**Work to be completed:**
Find the line that contains "compact form (1066,147).". Repeat that line and all lines following it, exactly, through the end of the listing below.
^^^^^^^^^^^^^^^^
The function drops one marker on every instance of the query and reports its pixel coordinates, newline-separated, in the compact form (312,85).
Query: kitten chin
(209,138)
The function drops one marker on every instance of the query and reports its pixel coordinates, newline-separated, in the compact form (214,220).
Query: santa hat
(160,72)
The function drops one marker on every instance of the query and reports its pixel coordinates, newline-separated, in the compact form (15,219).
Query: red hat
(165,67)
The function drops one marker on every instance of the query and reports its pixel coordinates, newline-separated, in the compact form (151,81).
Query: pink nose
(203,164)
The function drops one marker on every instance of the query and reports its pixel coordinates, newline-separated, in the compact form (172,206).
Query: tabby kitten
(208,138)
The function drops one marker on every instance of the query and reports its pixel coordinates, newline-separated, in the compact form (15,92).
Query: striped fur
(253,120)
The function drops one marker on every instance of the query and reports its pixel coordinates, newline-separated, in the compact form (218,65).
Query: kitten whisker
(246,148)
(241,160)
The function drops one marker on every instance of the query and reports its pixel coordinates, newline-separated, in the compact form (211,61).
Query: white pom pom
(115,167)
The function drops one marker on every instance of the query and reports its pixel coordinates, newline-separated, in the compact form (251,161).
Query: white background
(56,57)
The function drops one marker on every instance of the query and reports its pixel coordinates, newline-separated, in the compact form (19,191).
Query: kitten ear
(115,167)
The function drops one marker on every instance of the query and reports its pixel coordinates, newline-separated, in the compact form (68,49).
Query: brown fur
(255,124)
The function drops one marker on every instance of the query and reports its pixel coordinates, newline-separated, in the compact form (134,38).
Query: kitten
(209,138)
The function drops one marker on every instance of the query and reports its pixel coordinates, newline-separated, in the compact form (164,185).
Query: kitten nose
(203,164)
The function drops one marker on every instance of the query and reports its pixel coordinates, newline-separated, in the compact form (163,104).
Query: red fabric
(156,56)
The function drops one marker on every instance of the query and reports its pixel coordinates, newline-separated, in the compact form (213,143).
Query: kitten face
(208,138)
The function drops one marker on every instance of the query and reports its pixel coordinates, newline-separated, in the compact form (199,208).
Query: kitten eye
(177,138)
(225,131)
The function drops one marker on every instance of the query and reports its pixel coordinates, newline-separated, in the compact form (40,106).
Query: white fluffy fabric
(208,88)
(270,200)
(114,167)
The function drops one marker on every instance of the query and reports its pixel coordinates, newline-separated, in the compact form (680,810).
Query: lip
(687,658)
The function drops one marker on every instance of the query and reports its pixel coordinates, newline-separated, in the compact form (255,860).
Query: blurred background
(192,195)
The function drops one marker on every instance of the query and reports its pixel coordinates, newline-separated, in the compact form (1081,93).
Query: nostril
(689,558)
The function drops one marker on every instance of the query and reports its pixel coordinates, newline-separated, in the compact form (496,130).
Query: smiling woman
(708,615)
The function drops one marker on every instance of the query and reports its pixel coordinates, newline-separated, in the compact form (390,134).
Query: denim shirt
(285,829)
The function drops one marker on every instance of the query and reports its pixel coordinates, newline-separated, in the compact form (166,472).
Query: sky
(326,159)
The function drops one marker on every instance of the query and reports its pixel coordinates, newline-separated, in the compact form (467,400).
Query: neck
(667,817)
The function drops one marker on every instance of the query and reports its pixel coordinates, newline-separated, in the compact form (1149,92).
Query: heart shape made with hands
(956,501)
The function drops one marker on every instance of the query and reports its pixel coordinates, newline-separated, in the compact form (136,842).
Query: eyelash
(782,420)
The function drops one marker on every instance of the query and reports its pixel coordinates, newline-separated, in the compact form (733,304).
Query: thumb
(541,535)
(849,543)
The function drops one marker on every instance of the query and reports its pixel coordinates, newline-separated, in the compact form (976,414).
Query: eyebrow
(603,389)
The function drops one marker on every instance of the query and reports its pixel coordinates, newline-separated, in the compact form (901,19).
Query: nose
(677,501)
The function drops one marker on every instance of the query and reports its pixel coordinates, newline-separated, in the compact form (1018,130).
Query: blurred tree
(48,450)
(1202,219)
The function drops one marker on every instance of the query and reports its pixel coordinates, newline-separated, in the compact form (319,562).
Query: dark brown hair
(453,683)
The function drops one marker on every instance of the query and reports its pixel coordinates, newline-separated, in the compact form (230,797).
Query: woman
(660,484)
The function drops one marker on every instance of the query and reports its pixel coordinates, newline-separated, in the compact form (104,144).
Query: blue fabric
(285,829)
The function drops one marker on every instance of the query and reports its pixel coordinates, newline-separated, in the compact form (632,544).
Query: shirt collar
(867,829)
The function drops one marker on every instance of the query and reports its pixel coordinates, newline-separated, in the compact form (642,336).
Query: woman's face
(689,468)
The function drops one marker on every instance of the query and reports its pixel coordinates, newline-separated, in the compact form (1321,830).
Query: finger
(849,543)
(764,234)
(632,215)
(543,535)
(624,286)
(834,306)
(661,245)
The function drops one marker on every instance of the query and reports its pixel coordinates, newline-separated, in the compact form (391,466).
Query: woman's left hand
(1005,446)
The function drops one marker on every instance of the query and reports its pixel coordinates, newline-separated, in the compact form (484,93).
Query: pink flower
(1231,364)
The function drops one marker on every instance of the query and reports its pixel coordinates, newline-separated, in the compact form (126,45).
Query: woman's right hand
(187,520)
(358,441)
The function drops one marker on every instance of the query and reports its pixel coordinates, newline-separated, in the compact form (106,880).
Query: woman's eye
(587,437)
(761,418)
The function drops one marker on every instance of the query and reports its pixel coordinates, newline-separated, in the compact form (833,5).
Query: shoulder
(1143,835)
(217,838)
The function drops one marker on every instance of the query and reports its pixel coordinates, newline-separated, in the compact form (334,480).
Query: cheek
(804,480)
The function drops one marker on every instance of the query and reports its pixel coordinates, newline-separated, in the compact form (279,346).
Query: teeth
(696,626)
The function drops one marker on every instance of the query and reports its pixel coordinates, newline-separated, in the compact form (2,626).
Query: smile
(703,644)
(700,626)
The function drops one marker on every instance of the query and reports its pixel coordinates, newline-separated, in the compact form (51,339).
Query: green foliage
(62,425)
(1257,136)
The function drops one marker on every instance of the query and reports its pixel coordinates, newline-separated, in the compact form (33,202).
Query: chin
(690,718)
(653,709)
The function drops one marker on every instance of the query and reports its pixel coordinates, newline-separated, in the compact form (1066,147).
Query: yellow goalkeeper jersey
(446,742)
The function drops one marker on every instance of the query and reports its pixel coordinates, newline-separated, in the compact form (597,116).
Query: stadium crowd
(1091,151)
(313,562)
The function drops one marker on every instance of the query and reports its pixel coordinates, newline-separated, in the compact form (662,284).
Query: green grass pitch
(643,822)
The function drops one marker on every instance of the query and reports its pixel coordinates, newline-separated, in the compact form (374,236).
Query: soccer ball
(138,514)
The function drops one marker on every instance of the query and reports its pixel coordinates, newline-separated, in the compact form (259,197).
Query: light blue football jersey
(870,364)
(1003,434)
^^^^^^^^^^^^^^^^
**Exercise answer:**
The function drops one marker on every instance of the query and reports its pixel coordinates, newline-separated, in the compact form (1066,147).
Query: yellow goalkeeper jersey
(446,742)
The function drops one marker on every instance of the query and reports its pixel coordinates, newline-separated, in the compact form (597,116).
Query: stadium crowd
(1091,151)
(313,562)
The function drops one marker on every instance of the query and reports its pixel coordinates, newline-separated, in the compact form (662,284).
Query: green grass pitch
(643,822)
The function drops one marker on every instance of the query and reports its pixel coordinates, newline-separated, in the compact form (374,236).
Query: soccer ball
(138,514)
The function drops one marker on every instance of the query and reports its pixel coordinates, newline-separated, in the compact form (259,197).
Query: light blue football jersey
(870,364)
(1003,434)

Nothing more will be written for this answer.